### TEXTO FORNECIDO
--------------------------------

Folha de S. Paulo


Como a última ditadura europeia virou um centro de produção tecnológica

Siarhei Hudzilin/The New York Times
O bar Kaljannaja No.1, que atrai público jovem, em Minsk, Belarus
O bar Kaljannaja No.1, que atrai público jovem, em Minsk, Belarus

Nas noites de sexta-feira a rua Zybitskaya –ou simplesmente Zyba, como os frequentadores a chamam– vira uma grande festa, cheia de hipsters de camisa colorida, jeans justos e escuros e óculos de aro preto, mostrando como sabem se divertir em um país descrito como a última ditadura da Europa.

--------------------------------

Entradas de um conjunto de anotações por pontos
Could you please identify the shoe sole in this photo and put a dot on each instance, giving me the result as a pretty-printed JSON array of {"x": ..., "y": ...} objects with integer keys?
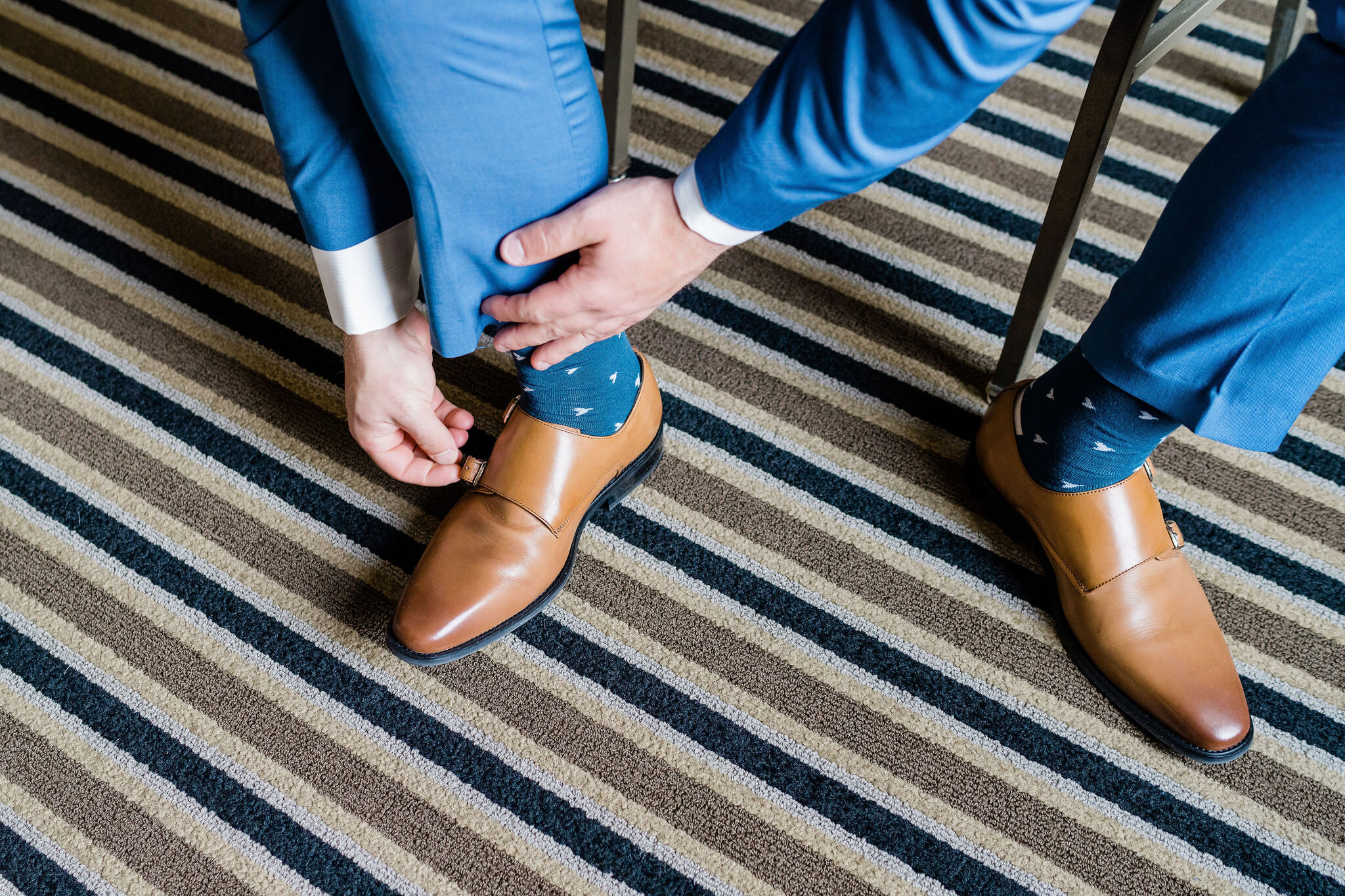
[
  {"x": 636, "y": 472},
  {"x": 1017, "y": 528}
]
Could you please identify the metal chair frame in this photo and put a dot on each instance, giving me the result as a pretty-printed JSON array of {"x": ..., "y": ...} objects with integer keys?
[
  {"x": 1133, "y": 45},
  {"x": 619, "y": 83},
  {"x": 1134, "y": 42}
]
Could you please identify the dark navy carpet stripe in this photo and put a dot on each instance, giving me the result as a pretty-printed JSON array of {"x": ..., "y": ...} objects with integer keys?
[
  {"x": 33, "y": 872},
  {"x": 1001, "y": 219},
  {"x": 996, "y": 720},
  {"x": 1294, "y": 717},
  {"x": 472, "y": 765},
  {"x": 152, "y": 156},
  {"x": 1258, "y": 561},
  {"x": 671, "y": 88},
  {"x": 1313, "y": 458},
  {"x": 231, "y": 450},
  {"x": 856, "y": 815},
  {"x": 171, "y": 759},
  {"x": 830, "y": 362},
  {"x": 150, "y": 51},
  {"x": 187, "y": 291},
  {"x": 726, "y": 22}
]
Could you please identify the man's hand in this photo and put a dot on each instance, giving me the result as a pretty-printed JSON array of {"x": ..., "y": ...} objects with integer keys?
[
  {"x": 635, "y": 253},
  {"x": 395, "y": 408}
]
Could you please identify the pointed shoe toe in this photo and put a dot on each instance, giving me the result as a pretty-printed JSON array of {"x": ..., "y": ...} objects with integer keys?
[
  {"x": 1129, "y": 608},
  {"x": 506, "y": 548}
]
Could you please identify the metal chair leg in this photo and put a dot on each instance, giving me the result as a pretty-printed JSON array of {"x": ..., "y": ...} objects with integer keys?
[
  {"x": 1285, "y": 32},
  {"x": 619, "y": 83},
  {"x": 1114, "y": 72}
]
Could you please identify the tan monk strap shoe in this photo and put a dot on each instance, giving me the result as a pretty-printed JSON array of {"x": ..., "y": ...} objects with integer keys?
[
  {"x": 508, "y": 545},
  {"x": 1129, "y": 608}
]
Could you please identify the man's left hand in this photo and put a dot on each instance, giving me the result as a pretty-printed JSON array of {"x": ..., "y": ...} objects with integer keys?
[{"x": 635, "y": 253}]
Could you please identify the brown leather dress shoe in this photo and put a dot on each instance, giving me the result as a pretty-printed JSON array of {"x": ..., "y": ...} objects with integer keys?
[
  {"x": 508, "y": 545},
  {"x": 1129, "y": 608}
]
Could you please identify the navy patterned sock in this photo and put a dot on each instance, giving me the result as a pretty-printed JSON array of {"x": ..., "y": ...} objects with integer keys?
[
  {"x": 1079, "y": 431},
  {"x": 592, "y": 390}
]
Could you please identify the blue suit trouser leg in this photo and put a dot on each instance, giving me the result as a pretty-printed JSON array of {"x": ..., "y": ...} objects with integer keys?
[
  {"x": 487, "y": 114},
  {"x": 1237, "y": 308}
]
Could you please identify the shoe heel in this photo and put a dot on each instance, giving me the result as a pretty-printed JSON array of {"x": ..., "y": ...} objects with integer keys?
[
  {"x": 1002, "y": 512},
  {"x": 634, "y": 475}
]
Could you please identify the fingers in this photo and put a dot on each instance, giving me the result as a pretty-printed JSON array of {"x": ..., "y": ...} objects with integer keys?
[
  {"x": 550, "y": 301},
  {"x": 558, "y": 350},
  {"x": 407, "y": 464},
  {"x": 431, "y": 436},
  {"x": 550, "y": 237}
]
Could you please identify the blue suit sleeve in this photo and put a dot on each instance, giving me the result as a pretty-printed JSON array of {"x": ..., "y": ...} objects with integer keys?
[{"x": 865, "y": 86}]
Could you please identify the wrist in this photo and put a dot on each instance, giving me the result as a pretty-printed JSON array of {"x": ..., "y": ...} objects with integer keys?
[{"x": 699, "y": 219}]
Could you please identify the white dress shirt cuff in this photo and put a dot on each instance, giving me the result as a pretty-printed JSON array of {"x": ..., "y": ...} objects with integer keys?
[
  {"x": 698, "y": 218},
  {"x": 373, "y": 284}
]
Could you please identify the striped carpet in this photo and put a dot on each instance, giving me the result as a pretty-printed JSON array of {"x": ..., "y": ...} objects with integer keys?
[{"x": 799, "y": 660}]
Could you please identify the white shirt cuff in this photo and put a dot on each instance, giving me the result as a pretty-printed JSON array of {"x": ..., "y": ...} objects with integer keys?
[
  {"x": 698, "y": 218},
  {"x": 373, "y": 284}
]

--------------------------------

### O QUE SE PEDE
A) Reescreva o trecho do texto sobre Belarus começando em "Nas noites de" e terminando em "ditadura da Europa.", substituindo "hipsters" por "jovens".
B) Responda com base no texto sobre Belarus:
(i) Qual é o nome do bar citado na legenda da foto?
(ii) Como os frequentadores chamam a rua Zybitskaya?
(iii) Em que noites essa rua vira uma grande festa?

### RESPOSTAS POR TAREFA
A)
Nas noites de sexta-feira a rua Zybitskaya –ou simplesmente Zyba, como os frequentadores a chamam– vira uma grande festa, cheia de jovens de camisa colorida, jeans justos e escuros e óculos de aro preto, mostrando como sabem se divertir em um país descrito como a última ditadura da Europa.

B)
(i) Kaljannaja No.1.
(ii) Zyba.
(iii) Nas noites de sexta-feira.